Given exercise 1: Arrange the records as a JSON list of strings, one string per line, covering everything from the line containing "Would you mind picking out the gravel" down to the line containing "<point>1019,730</point>", both included. Include only those lines and leave out any blank ones.

Text section:
>> BEGIN

From the 19th to the 21st of May, Russia’s Republic of Tatarstan held the 13th International Economic Summit, titled “Russia-Islamic World: Kazan Summit 2022.” This annual summit aims to encourage cooperation between Russia and the member states of the Organization of Islamic Cooperation (OIC) in the fields of economy, trade, science and technology. The Summit included the Russia Halal Expo 2022 exhibition, World Halal Day, and other traditional events, such as the Forum of Young Entrepreneurs of OIC Countries, the Forum of Young Diplomats of OIC Countries, and SberTalk.

This year’s conference was marked by its unique symbolism; the event was dedicated to the 1100th anniversary of the adoption of Islam by the Volga Bulgars (Volga Tatars). The conversion of the Volga Bulgars followed the visit of a Islamic delegation, led by Ahmad Ibn Fadlan and sent by the Abbasid Caliph Jaffar Al-Muqtadir. In addition to marking this transformative moment, the Forum occurred in uniquely challenging geopolitical circumstances. The war in Ukraine has exacerbated tensions between Russia and the West, and the former remains shackled by a raft of severe economic and financial sanctions.

Every new wave of various recent crises has caused Russia to turn further away from the West and toward the East. For example, the idea to introduce Islamic banking in the Russian Federation first arose during the financial crisis in 2008, when banks faced a shortage of liquidity and began to look for alternative sources of cash. After the annexation of Crimea in 2014, Russian banks felt the squeeze of Western sanctions. In response, the Association of Russian Banks proposed allowing Islamic banking in the Russian Federation and establishing a committee within the Central Bank to regulate the activities of Sharia banks.

>> END

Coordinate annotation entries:
>> BEGIN

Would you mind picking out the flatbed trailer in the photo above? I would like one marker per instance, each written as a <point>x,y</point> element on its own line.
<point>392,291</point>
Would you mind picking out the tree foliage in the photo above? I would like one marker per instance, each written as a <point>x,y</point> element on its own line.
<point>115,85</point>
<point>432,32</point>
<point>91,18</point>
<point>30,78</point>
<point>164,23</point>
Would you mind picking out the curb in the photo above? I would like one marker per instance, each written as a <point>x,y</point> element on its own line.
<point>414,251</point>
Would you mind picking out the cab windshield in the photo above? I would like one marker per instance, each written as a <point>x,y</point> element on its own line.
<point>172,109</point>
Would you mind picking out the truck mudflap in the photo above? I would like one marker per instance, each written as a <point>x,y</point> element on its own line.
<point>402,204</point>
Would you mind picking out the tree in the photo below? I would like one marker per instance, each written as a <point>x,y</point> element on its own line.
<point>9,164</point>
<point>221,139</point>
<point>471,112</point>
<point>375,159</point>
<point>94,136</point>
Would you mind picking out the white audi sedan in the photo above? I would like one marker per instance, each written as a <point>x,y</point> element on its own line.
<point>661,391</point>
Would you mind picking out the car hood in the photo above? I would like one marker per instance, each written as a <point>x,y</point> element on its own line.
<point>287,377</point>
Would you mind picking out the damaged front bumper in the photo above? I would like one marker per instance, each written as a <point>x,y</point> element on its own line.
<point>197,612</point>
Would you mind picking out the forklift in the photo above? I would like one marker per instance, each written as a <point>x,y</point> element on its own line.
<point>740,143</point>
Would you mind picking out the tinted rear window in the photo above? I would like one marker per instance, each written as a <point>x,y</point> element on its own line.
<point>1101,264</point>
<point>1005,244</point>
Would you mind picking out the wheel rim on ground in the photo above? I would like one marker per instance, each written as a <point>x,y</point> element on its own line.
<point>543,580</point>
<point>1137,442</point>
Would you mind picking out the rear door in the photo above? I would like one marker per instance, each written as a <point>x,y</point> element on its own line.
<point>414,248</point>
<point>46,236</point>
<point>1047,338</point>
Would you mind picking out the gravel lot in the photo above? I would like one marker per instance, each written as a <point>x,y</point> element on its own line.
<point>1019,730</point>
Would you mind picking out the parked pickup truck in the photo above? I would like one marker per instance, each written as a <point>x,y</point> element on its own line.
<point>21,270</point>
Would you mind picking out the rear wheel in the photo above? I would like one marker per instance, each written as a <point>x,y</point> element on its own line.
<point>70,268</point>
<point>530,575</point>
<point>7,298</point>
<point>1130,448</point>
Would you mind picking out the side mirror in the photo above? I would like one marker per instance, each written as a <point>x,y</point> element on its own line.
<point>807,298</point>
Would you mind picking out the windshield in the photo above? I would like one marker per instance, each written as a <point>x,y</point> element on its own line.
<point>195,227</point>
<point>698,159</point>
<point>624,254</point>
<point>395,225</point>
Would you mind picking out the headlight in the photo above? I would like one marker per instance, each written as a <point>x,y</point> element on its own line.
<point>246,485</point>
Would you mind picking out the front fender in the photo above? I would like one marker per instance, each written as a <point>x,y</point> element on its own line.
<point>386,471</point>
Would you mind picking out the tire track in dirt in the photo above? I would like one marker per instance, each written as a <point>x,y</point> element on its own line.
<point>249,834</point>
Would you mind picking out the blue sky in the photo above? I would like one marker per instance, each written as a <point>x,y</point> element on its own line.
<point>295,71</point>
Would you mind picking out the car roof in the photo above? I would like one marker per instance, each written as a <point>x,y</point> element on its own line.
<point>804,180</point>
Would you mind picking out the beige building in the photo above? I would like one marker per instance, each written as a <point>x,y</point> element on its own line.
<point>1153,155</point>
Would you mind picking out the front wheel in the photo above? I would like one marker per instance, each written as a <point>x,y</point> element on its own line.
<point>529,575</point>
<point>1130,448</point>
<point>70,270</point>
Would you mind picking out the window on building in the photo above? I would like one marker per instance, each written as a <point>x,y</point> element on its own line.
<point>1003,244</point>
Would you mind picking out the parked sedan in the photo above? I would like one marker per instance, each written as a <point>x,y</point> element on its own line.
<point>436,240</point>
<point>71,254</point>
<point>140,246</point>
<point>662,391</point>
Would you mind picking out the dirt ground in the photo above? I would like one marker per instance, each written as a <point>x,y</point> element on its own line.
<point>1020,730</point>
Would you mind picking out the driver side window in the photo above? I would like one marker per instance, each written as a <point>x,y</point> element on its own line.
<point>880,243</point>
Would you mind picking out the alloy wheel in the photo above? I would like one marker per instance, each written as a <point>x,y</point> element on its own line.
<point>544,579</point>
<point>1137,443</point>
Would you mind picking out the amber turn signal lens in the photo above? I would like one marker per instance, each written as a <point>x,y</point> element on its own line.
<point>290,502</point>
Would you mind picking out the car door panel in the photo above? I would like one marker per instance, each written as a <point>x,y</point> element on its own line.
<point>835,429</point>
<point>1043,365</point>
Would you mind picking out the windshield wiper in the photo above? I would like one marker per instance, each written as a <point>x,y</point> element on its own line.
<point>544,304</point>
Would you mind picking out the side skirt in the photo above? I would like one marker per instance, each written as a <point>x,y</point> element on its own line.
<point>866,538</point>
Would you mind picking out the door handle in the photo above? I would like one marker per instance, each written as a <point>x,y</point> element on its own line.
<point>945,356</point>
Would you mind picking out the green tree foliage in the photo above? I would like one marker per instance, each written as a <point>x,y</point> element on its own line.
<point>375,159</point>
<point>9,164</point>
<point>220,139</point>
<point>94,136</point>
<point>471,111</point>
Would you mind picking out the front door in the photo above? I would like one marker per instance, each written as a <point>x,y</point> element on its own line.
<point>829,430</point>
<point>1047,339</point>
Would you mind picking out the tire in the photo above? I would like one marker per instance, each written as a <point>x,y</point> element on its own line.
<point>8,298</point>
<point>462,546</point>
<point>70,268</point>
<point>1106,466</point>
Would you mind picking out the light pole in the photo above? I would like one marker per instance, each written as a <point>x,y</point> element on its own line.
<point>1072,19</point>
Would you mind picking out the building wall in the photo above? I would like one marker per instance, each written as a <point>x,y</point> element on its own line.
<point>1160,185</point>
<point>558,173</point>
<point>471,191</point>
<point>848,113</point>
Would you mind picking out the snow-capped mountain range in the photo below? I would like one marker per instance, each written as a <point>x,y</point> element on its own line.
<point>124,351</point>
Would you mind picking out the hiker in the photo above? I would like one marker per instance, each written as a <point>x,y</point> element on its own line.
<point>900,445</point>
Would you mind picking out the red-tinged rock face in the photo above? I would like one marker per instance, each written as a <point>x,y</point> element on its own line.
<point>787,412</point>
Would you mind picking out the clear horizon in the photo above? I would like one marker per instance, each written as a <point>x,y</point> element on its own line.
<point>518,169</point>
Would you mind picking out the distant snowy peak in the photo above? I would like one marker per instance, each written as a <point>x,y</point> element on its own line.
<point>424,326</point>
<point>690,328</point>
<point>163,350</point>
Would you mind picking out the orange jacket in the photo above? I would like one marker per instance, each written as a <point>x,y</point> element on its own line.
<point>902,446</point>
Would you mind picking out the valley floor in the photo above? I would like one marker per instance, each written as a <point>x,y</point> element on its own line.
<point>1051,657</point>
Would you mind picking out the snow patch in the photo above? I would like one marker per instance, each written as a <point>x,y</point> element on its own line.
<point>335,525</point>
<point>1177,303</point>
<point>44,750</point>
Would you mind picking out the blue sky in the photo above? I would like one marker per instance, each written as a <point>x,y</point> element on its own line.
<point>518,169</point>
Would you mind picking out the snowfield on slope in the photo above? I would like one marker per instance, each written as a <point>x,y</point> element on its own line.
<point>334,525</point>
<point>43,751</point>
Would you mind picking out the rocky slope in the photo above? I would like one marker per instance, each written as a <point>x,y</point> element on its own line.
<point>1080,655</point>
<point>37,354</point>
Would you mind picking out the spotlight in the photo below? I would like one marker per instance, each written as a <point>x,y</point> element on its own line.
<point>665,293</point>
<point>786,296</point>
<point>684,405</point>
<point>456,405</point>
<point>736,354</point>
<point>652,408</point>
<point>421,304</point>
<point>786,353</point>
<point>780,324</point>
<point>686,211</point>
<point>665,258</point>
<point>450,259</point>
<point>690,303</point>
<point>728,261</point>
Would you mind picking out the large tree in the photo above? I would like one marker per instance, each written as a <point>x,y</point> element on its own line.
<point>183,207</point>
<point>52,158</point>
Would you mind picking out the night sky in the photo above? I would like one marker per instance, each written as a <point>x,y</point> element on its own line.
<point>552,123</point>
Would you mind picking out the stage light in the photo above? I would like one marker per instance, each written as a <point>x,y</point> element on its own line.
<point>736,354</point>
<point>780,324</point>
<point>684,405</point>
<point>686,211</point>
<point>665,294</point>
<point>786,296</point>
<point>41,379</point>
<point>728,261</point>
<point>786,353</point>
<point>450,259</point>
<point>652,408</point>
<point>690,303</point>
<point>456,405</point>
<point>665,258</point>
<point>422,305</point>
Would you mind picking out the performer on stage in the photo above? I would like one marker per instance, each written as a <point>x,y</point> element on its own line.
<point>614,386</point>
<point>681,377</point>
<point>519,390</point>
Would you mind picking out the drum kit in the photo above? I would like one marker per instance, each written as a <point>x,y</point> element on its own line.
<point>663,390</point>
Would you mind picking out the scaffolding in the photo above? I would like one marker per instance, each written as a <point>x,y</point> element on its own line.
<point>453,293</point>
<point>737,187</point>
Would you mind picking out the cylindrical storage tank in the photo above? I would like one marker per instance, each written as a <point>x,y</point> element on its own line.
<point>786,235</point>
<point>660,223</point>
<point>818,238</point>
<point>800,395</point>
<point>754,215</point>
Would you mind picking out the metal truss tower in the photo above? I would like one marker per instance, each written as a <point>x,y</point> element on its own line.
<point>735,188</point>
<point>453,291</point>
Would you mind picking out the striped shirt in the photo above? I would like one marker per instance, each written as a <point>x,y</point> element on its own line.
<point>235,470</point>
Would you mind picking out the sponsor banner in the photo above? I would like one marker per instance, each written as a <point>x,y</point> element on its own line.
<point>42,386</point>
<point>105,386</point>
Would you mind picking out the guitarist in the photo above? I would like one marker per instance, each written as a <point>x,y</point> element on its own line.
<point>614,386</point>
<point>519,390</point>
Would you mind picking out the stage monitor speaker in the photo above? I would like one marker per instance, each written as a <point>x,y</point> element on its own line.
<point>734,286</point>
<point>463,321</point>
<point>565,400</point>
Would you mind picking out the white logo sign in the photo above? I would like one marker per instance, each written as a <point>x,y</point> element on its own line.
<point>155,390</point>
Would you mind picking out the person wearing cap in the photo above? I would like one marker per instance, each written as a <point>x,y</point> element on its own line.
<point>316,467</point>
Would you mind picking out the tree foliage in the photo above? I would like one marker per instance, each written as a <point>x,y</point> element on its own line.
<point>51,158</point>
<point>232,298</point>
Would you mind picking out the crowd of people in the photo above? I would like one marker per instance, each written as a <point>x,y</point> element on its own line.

>> END

Given exercise 2: Return the full text on the Kazan summit verbatim.

Complete answer 1:
[
  "Would you mind picking out the gravel lot in the photo above? I would like one marker per instance, each written as a <point>x,y</point> element on its own line.",
  "<point>1019,730</point>"
]

Complete answer 2:
From the 19th to the 21st of May, Russia’s Republic of Tatarstan held the 13th International Economic Summit, titled “Russia-Islamic World: Kazan Summit 2022.” This annual summit aims to encourage cooperation between Russia and the member states of the Organization of Islamic Cooperation (OIC) in the fields of economy, trade, science and technology. The Summit included the Russia Halal Expo 2022 exhibition, World Halal Day, and other traditional events, such as the Forum of Young Entrepreneurs of OIC Countries, the Forum of Young Diplomats of OIC Countries, and SberTalk.

This year’s conference was marked by its unique symbolism; the event was dedicated to the 1100th anniversary of the adoption of Islam by the Volga Bulgars (Volga Tatars). The conversion of the Volga Bulgars followed the visit of a Islamic delegation, led by Ahmad Ibn Fadlan and sent by the Abbasid Caliph Jaffar Al-Muqtadir. In addition to marking this transformative moment, the Forum occurred in uniquely challenging geopolitical circumstances. The war in Ukraine has exacerbated tensions between Russia and the West, and the former remains shackled by a raft of severe economic and financial sanctions.

Every new wave of various recent crises has caused Russia to turn further away from the West and toward the East. For example, the idea to introduce Islamic banking in the Russian Federation first arose during the financial crisis in 2008, when banks faced a shortage of liquidity and began to look for alternative sources of cash. After the annexation of Crimea in 2014, Russian banks felt the squeeze of Western sanctions. In response, the Association of Russian Banks proposed allowing Islamic banking in the Russian Federation and establishing a committee within the Central Bank to regulate the activities of Sharia banks.